-- ACTIVITY --
Exact copies of the records below are required.

-- EXTRACTED MATERIAL --
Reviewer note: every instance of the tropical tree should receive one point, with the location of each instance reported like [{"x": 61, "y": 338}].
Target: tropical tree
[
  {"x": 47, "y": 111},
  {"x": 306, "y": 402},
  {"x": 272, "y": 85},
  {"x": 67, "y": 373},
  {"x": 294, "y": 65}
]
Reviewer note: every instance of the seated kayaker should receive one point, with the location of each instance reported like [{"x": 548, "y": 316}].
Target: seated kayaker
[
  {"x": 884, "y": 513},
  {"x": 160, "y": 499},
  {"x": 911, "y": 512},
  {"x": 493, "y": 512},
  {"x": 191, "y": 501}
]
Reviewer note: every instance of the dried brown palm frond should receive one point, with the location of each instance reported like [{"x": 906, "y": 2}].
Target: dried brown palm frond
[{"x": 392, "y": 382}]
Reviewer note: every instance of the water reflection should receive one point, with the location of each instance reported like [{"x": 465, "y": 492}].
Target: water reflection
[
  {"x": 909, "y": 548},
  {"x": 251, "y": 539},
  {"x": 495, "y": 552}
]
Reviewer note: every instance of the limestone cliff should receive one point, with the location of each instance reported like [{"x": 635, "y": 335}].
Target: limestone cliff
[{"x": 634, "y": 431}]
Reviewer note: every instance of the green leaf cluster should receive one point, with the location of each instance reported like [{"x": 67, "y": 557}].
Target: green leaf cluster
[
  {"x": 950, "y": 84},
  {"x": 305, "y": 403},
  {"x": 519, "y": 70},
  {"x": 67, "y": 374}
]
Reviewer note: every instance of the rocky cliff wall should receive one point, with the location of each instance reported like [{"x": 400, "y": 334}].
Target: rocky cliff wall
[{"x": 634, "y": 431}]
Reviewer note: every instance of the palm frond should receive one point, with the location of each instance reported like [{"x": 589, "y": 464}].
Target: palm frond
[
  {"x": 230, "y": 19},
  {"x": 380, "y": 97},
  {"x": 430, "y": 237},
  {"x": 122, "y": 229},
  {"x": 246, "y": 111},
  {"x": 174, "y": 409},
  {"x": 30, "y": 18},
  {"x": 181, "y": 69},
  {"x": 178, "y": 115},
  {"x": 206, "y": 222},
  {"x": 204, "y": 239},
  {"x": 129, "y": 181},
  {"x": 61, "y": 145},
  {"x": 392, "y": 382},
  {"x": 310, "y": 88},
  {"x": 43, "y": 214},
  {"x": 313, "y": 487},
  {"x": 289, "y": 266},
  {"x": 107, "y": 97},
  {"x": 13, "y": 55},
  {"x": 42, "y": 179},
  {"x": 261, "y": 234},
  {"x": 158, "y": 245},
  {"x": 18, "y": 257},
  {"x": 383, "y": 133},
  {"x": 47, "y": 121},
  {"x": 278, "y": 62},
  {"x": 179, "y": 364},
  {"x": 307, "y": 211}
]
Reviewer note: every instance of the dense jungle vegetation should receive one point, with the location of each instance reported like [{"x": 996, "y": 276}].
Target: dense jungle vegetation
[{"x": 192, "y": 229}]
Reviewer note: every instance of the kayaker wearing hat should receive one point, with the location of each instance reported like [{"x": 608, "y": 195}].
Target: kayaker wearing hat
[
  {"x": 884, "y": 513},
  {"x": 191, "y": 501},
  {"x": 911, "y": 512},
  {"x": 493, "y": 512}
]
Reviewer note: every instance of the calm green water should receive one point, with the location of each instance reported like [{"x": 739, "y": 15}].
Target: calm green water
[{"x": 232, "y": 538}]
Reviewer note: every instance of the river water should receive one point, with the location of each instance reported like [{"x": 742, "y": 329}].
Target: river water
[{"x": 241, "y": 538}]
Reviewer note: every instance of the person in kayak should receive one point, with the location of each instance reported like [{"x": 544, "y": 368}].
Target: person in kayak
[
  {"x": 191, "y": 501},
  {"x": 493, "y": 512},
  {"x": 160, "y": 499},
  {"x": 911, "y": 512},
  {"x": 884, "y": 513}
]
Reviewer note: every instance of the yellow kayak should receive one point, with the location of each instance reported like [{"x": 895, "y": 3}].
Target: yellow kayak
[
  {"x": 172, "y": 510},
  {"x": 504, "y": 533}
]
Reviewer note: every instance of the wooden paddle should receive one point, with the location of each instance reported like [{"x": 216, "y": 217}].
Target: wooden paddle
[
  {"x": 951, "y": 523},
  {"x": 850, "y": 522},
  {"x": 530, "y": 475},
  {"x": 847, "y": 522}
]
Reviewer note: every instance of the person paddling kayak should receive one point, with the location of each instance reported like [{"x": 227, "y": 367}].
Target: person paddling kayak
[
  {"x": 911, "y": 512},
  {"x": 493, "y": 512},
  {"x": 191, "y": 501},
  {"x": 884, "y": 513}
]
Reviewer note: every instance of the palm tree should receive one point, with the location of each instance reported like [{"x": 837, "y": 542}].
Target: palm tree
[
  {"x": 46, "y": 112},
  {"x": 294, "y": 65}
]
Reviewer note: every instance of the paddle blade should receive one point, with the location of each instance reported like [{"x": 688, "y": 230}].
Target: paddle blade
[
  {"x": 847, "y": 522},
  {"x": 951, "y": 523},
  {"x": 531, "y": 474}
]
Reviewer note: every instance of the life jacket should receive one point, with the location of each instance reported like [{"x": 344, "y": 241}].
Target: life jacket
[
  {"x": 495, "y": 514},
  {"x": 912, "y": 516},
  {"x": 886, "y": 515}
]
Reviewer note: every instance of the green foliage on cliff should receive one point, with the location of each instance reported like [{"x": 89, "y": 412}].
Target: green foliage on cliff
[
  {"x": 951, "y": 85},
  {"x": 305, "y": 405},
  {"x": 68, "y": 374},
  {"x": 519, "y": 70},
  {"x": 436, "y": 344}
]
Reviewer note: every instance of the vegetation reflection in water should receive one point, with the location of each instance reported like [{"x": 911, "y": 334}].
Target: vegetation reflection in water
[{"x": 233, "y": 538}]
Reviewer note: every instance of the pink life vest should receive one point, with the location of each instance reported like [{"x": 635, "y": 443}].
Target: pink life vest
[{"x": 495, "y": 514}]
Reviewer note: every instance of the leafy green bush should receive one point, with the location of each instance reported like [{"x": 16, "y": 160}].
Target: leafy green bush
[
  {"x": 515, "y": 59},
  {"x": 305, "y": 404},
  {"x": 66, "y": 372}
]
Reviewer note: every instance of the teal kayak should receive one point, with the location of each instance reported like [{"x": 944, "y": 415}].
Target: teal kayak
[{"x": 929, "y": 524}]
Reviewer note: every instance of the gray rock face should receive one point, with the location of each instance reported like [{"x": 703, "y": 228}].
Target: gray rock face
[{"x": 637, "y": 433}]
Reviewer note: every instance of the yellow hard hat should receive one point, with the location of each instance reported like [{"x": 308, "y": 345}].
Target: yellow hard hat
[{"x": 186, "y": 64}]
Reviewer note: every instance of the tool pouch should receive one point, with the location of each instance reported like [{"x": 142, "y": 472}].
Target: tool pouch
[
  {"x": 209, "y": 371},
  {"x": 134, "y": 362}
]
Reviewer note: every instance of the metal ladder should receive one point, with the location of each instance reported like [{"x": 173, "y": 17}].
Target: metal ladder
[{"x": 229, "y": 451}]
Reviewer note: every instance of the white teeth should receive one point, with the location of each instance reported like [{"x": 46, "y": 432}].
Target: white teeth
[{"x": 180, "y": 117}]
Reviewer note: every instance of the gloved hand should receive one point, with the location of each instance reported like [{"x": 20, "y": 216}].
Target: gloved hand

-- EXERCISE ANSWER --
Reviewer note: every instance of the tropical tree should receive one point, with the location of each instance reported like [{"x": 61, "y": 338}].
Target: tropical tree
[
  {"x": 47, "y": 111},
  {"x": 306, "y": 402},
  {"x": 272, "y": 85},
  {"x": 67, "y": 373},
  {"x": 294, "y": 65}
]
Reviewer note: every instance of the seated kayaker should receive one point, with the location of each instance reported like [{"x": 548, "y": 316}].
Target: seated kayaker
[
  {"x": 884, "y": 513},
  {"x": 160, "y": 499},
  {"x": 911, "y": 512},
  {"x": 493, "y": 512},
  {"x": 191, "y": 501}
]
Reviewer note: every instance of the dried brown palm frond should receive one point, with the location of each instance reported like [{"x": 906, "y": 2}].
Target: dried brown palm frond
[{"x": 392, "y": 382}]
Reviewer note: every instance of the water reflection should receive one point, with the location of each instance reported like [{"x": 465, "y": 492}].
Target: water reflection
[
  {"x": 909, "y": 548},
  {"x": 251, "y": 539},
  {"x": 495, "y": 552}
]
Reviewer note: every instance of the limestone cliff should receive one point, with the location of each instance reported like [{"x": 635, "y": 335}].
Target: limestone cliff
[{"x": 634, "y": 431}]
Reviewer note: every instance of the green leaf cluster should receive one point, with the location of each instance reported like [{"x": 67, "y": 557}].
Target: green leaf cluster
[
  {"x": 950, "y": 84},
  {"x": 305, "y": 403},
  {"x": 519, "y": 70},
  {"x": 67, "y": 374}
]
Reviewer note: every instance of the rocky cliff wall should receive one point, with the location of each instance reported like [{"x": 400, "y": 334}].
Target: rocky cliff wall
[{"x": 634, "y": 431}]
Reviewer note: every instance of the palm frond should receive one point, with the location of each instance reported like [{"x": 589, "y": 464}].
Target: palm frond
[
  {"x": 230, "y": 19},
  {"x": 380, "y": 97},
  {"x": 430, "y": 237},
  {"x": 122, "y": 229},
  {"x": 246, "y": 111},
  {"x": 174, "y": 409},
  {"x": 30, "y": 18},
  {"x": 181, "y": 69},
  {"x": 178, "y": 115},
  {"x": 206, "y": 222},
  {"x": 204, "y": 239},
  {"x": 129, "y": 181},
  {"x": 61, "y": 145},
  {"x": 392, "y": 382},
  {"x": 310, "y": 88},
  {"x": 43, "y": 214},
  {"x": 313, "y": 487},
  {"x": 289, "y": 266},
  {"x": 107, "y": 97},
  {"x": 13, "y": 55},
  {"x": 42, "y": 179},
  {"x": 261, "y": 234},
  {"x": 158, "y": 245},
  {"x": 18, "y": 257},
  {"x": 383, "y": 133},
  {"x": 47, "y": 121},
  {"x": 278, "y": 62},
  {"x": 179, "y": 364},
  {"x": 307, "y": 211}
]
Reviewer note: every instance of the dense jungle vegetation should receive one point, with the location of each instance reported like [{"x": 996, "y": 276}].
Target: dense jungle vegetation
[{"x": 192, "y": 229}]
Reviewer note: every instance of the kayaker wearing hat should receive one point, with the location of each instance reported like [{"x": 608, "y": 195}].
Target: kayaker wearing hat
[
  {"x": 884, "y": 513},
  {"x": 191, "y": 501},
  {"x": 911, "y": 512},
  {"x": 493, "y": 512}
]
Reviewer note: every instance of the calm green water should receive one point, with the location of each instance reported like [{"x": 739, "y": 15}].
Target: calm green water
[{"x": 232, "y": 538}]
Reviewer note: every instance of the river water should receive one point, with the location of each instance reported like [{"x": 742, "y": 329}].
Target: river water
[{"x": 241, "y": 538}]
Reviewer note: every instance of the person in kayak should receive one point, with the location of each instance reported like [{"x": 544, "y": 368}].
Target: person in kayak
[
  {"x": 191, "y": 501},
  {"x": 493, "y": 512},
  {"x": 160, "y": 499},
  {"x": 911, "y": 512},
  {"x": 884, "y": 513}
]
Reviewer note: every instance of the yellow kayak should receive one point, with the location of each instance reported like [{"x": 895, "y": 3}].
Target: yellow kayak
[
  {"x": 172, "y": 510},
  {"x": 504, "y": 533}
]
Reviewer note: every instance of the wooden paddle should receive one point, with the location of each instance reported like [{"x": 216, "y": 217}].
Target: wooden paddle
[
  {"x": 951, "y": 523},
  {"x": 850, "y": 522},
  {"x": 530, "y": 475},
  {"x": 847, "y": 522}
]
Reviewer note: every instance of the person paddling kayak should receive one point, with the location of each instance reported like [{"x": 227, "y": 367}].
Target: person paddling kayak
[
  {"x": 911, "y": 512},
  {"x": 493, "y": 512},
  {"x": 191, "y": 501},
  {"x": 884, "y": 513}
]
Reviewer note: every instance of the palm tree should receive one point, with the location of each instance reported like [{"x": 837, "y": 542}].
Target: palm tree
[
  {"x": 46, "y": 112},
  {"x": 294, "y": 65}
]
Reviewer note: every instance of the paddle blade should receive one point, with the location of each instance reported like [{"x": 688, "y": 230}].
Target: paddle blade
[
  {"x": 847, "y": 522},
  {"x": 951, "y": 523},
  {"x": 531, "y": 474}
]
Reviewer note: every instance of the life jacket should receive one point, with the location of each instance reported like [{"x": 344, "y": 241}].
Target: life jacket
[
  {"x": 495, "y": 514},
  {"x": 912, "y": 516},
  {"x": 886, "y": 515}
]
Reviewer note: every instance of the green foliage on cliff should receive one point, with the location of each instance reported like [{"x": 89, "y": 412}].
Target: green foliage on cliff
[
  {"x": 951, "y": 85},
  {"x": 305, "y": 405},
  {"x": 68, "y": 374},
  {"x": 519, "y": 70},
  {"x": 436, "y": 344}
]
Reviewer note: every instance of the vegetation reflection in water should receive one point, with the location of each instance reported like [{"x": 911, "y": 334}].
Target: vegetation reflection in water
[{"x": 233, "y": 538}]
Reviewer note: every instance of the pink life vest should receive one point, with the location of each instance reported like [{"x": 635, "y": 443}].
Target: pink life vest
[{"x": 495, "y": 514}]
Reviewer note: every instance of the leafy green bush should receive one point, with the location of each instance reported like [{"x": 16, "y": 160}].
Target: leafy green bush
[
  {"x": 515, "y": 59},
  {"x": 305, "y": 404},
  {"x": 66, "y": 372}
]
Reviewer note: every instance of the teal kayak should receive one point, with the location of each instance reported like [{"x": 944, "y": 415}].
Target: teal kayak
[{"x": 929, "y": 524}]
Reviewer note: every instance of the gray rock face should receive one point, with the location of each instance reported like [{"x": 703, "y": 228}].
Target: gray rock face
[{"x": 637, "y": 433}]
Reviewer note: every instance of the yellow hard hat should receive one point, with the location of each instance reported like [{"x": 308, "y": 345}].
Target: yellow hard hat
[{"x": 186, "y": 64}]
Reviewer note: every instance of the tool pouch should receive one point, with the location of each instance reported like [{"x": 142, "y": 472}].
Target: tool pouch
[
  {"x": 209, "y": 371},
  {"x": 134, "y": 362}
]
Reviewer note: every instance of the metal ladder should receive one point, with the location of each instance reported like [{"x": 173, "y": 17}].
Target: metal ladder
[{"x": 229, "y": 451}]
Reviewer note: every instance of the white teeth should receive one point, with the location of each instance reported like [{"x": 46, "y": 432}].
Target: white teeth
[{"x": 180, "y": 117}]
Reviewer note: every instance of the gloved hand should receive one point, with the location of each instance reported like [{"x": 20, "y": 216}].
Target: gloved hand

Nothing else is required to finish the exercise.